- Texte source -
Billet invité.
Deux jours après les attentats de Paris, quels sont les dangers de demain auxquels nous pourrions être confrontés ?
On pourrait en identifier 3 :
« Nous sommes en guerre »
Qui est ce ‘nous’ ainsi mobilisé dans l’urgence ? Etaient-ce les victimes des terroristes et leurs familles ? Tous les citoyens français, tous les habitants de France ?
S’il est indubitable que la France, à travers son Etat et son armée, sont bien en guerre et ce depuis déjà quelques années au Sahel par exemple ou depuis quelques semaines en Irak et en Syrie ensuite, cette mobilisation du ‘nous’ est pour le moins incongrue et ce à plusieurs niveaux.
En premier lieu, si guerre il y a, cela ne peut être la guerre à la terreur, absurdité néo-conservatrice s’il en fut et dont on connaît les résultats. C’est donc qu’en second lieu, pour que guerre il y ait, qu’une armée nous assaille ou qu’un état nous attaque, que celui-ci ‘nous’ ait ou non par ailleurs préalablement déclaré la guerre (le Japon n’avait pas formellement déclaré la guerre aux Etats-Unis en 1941 avant que de les frapper à Pearl Harbor). Ceci signifierait donc tout simplement la reconnaissance du statut d’Etat à Daech, une reconnaissance qui vaut son pesant d’or à une organisation terroriste.

(Items d'étiquetage de contours)
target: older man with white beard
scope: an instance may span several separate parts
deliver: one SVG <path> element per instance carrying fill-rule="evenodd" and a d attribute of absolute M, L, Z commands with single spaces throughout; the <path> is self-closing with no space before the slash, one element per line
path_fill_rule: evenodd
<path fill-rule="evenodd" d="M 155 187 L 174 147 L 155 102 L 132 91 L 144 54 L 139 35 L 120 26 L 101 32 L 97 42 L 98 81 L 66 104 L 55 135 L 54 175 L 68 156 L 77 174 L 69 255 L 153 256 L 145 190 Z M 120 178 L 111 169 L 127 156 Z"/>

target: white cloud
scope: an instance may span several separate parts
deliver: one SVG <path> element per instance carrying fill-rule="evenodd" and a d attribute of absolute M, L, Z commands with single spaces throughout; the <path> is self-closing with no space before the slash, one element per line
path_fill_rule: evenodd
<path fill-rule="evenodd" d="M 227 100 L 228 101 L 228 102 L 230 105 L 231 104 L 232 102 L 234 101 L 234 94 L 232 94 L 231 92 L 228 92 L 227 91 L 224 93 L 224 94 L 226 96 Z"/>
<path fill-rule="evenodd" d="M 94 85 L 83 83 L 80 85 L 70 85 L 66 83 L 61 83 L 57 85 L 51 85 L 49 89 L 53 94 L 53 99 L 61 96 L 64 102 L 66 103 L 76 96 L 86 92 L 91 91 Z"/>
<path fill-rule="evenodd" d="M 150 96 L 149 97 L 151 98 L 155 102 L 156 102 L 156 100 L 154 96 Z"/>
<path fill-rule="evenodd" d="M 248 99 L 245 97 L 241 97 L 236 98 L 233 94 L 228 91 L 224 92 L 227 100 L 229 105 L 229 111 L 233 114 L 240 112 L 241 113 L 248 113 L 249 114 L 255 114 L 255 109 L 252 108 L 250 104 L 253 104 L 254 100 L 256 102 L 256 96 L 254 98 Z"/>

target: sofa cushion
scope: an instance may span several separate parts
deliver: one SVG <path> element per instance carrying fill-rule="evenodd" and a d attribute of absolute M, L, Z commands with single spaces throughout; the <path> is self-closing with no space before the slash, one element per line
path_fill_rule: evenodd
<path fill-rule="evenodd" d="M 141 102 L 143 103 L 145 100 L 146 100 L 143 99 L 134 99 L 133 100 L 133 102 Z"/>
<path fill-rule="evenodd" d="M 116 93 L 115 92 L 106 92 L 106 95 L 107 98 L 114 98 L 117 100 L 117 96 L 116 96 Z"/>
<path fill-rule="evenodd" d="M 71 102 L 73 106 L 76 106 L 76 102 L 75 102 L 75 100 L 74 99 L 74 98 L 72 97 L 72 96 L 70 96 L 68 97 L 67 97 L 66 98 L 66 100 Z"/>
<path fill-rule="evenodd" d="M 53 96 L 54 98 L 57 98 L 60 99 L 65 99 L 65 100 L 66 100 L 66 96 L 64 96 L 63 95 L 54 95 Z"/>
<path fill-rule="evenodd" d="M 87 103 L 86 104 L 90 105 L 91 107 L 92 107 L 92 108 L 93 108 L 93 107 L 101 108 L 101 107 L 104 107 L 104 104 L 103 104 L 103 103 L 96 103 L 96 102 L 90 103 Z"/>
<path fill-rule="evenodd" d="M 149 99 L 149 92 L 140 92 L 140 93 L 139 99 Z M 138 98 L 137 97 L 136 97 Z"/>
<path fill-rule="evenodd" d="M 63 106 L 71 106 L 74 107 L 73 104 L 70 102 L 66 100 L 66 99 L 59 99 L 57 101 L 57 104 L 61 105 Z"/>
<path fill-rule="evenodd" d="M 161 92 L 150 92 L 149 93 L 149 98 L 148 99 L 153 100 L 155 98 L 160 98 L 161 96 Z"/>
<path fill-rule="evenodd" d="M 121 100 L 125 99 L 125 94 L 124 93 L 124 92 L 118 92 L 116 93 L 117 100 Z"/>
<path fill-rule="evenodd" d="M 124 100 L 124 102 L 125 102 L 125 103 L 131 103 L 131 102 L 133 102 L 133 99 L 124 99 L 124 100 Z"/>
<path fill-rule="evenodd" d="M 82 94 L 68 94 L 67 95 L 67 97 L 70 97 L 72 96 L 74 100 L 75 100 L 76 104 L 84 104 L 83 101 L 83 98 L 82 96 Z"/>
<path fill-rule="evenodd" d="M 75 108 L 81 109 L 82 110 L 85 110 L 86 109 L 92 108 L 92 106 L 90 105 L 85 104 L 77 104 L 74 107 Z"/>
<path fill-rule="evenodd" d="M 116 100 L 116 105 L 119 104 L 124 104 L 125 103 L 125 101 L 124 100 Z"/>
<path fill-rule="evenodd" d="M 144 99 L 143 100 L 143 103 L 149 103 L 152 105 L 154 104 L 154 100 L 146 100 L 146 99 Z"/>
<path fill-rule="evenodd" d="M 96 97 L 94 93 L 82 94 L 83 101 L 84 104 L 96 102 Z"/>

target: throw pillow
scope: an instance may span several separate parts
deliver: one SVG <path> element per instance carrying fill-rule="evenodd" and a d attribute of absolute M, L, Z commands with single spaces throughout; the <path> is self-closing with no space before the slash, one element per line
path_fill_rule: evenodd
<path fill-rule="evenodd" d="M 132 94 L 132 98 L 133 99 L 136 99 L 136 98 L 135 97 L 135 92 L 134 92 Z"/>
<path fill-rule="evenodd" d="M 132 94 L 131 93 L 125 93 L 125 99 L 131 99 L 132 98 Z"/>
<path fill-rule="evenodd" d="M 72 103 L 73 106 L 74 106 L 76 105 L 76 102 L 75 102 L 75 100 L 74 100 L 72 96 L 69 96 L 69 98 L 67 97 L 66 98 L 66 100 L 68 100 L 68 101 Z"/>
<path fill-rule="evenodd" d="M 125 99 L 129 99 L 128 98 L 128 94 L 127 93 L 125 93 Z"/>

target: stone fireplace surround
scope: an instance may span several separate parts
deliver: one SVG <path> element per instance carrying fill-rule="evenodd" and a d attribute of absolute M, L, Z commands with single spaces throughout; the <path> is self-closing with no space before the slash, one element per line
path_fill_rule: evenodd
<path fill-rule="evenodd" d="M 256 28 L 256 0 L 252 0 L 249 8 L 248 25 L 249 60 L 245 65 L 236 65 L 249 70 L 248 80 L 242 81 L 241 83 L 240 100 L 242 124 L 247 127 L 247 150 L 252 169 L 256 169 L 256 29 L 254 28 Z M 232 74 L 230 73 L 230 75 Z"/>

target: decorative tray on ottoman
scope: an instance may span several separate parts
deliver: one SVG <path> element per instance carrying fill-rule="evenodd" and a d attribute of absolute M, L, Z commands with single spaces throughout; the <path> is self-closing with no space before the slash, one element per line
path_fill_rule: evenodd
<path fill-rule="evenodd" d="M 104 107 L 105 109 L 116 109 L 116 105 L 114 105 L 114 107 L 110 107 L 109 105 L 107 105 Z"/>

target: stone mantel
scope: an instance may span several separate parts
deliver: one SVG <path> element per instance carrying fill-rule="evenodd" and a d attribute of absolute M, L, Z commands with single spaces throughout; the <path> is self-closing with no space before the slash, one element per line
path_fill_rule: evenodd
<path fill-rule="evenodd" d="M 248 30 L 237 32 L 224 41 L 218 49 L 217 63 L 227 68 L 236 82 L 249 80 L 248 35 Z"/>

- Exercices -
A – Transcrivez le passage du billet sur les attentats de Paris depuis « Billet invité. » jusqu'à « de France ? » inclus.
B – Reprenez le billet sur les attentats de Paris là où il s'arrête et poursuivez-en la rédaction.
Les items ci-dessus n'ont aucun lien avec le billet.

- Réponses aux exercices -
A –
Billet invité.
Deux jours après les attentats de Paris, quels sont les dangers de demain auxquels nous pourrions être confrontés ?
On pourrait en identifier 3 :
« Nous sommes en guerre »
Qui est ce ‘nous’ ainsi mobilisé dans l’urgence ? Etaient-ce les victimes des terroristes et leurs familles ? Tous les citoyens français, tous les habitants de France ?

B –
Enfin, si ‘nous’ sommes en guerre, contre un état donc, pourquoi dès lors ne pas instaurer non pas l’état d’urgence mais bien l’état de siège en France ?
A l’évidence, c’est bien dans l’urgence que l’État nous a mobilisé dans une guerre qui est effectivement conduite en notre nom en des contrées lointaines, une guerre qui a frappé en plein cœur subitement et qui ne peut pas être gagnée militairement, comme le prouvent les multiples exemples récents et passés, notamment dans cette région.
Mobiliser ainsi les populations civiles dans une guerre, c’est prendre le risque d’une guerre à outrance, d’une guerre totale, qui est le but recherché par les terroristes, la répression entraînant les attentats, etc.
Or, comme le savent déjà les autorités politiques et militaires mais qu’ignorent peut-être les populations civiles, il ne peut y avoir militairement qu’une seule solution dans une guerre asymétrique, à fortiori ‘contre le terrorisme’ : l’extermination, non seulement des terroristes mais aussi de tous ceux qui le deviendront ensuite. Ce but là étant inatteignable, militairement (il faudrait pour ce faire plusieurs centaines de milliers de combattants sur le terrain, que personne, même à plusieurs, ne peut et ne souhaite mettre en œuvre) et politiquement, a fortiori pour une démocratie, cette mobilisation générale est donc tout simplement parfaitement irresponsable, sinon pour le moins cynique.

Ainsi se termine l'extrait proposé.